__WRITTEN INSTRUCTION__: Will you print the material below without altering a single character?

__MATERIAL FOR THE TASK__:

* START *

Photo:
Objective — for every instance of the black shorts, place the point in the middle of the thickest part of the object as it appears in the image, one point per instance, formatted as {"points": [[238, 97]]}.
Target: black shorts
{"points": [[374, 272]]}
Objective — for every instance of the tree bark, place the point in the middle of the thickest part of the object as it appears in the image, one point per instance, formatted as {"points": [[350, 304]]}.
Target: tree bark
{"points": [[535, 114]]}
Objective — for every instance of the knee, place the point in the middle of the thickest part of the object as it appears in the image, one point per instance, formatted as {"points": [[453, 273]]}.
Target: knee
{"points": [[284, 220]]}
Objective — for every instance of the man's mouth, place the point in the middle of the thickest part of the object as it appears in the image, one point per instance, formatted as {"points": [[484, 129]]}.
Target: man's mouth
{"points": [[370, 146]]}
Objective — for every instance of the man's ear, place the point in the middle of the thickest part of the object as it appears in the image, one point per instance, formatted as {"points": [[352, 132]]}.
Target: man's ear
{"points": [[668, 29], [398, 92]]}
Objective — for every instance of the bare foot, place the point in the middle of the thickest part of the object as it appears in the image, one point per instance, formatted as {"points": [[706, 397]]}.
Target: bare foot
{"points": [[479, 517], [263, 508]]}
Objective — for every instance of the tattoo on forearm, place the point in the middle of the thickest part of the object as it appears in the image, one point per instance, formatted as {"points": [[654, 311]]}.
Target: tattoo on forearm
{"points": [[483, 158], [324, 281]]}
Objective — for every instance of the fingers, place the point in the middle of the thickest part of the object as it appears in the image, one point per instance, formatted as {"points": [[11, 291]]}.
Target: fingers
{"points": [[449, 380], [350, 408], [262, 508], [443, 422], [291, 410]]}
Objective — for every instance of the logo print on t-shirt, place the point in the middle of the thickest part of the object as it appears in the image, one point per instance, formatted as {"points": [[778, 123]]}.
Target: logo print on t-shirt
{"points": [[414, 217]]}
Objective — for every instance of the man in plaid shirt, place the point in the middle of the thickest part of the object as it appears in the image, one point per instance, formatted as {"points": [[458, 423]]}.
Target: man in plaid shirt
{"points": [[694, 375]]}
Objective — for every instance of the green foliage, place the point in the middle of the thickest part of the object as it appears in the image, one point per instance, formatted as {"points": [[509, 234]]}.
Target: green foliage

* END *

__REPLY__:
Photo:
Objective — for every instance of the black shorts, place the point in the middle of the thickest part of the object as it appears in the image, one point per instance, formatted as {"points": [[238, 97]]}.
Target: black shorts
{"points": [[374, 272]]}
Objective — for every instance of the tree bark, place the point in the middle of the thickest part of the object as it appears in the image, one point per instance, formatted as {"points": [[350, 304]]}.
Target: tree bark
{"points": [[535, 114]]}
Objective — for every instance of the knee, place the point in the middle of the thickest part of the object as it appears in the image, one point per instance, formatted as {"points": [[453, 273]]}.
Target: knee
{"points": [[284, 220]]}
Objective — for every instance of the man's mouth, place the point in the middle of the thickest part of the object as it appears in the image, one point per instance, formatted as {"points": [[484, 129]]}.
Target: man's mouth
{"points": [[370, 146]]}
Objective — for every instance of the man's ear, place the point in the middle of the thickest part of the object as it appears in the image, one point per instance, formatted as {"points": [[352, 132]]}.
Target: man's ear
{"points": [[668, 29], [398, 92]]}
Objective — for every instance of the bare foot, place the point in the middle of the thickest part of the object as it appears in the image, one point per instance, formatted as {"points": [[706, 397]]}.
Target: bare foot
{"points": [[479, 517], [263, 508]]}
Objective — for every instance of the tattoo on forearm, place the point in the middle of the thickest part of the object as it appears in the image, one point per instance, formatted as {"points": [[654, 311]]}.
Target: tattoo on forearm
{"points": [[483, 158], [324, 281]]}
Objective — for every instance of the fingers, place the point in the middle of the thickest part of the object as it appears in the image, one point per instance, formatted as {"points": [[11, 291]]}.
Target: fingers
{"points": [[449, 380], [350, 408], [262, 508], [443, 422], [291, 410]]}
Objective — for every instance of the logo print on t-shirt, place the point in the middle of the thickest part of the object as it appears in the image, one point per instance, formatted as {"points": [[778, 123]]}.
Target: logo print on t-shirt
{"points": [[414, 217]]}
Objective — for every instance of the man in plaid shirt, place the point in the middle of the thickest part of the object as it appears in the image, one point per instance, formatted as {"points": [[458, 423]]}.
Target: man in plaid shirt
{"points": [[694, 375]]}
Objective — for every instance of the green foliage, place the point in the middle of the thickest part of the object as it appears in the image, one point per instance, formatted as {"points": [[509, 234]]}.
Target: green foliage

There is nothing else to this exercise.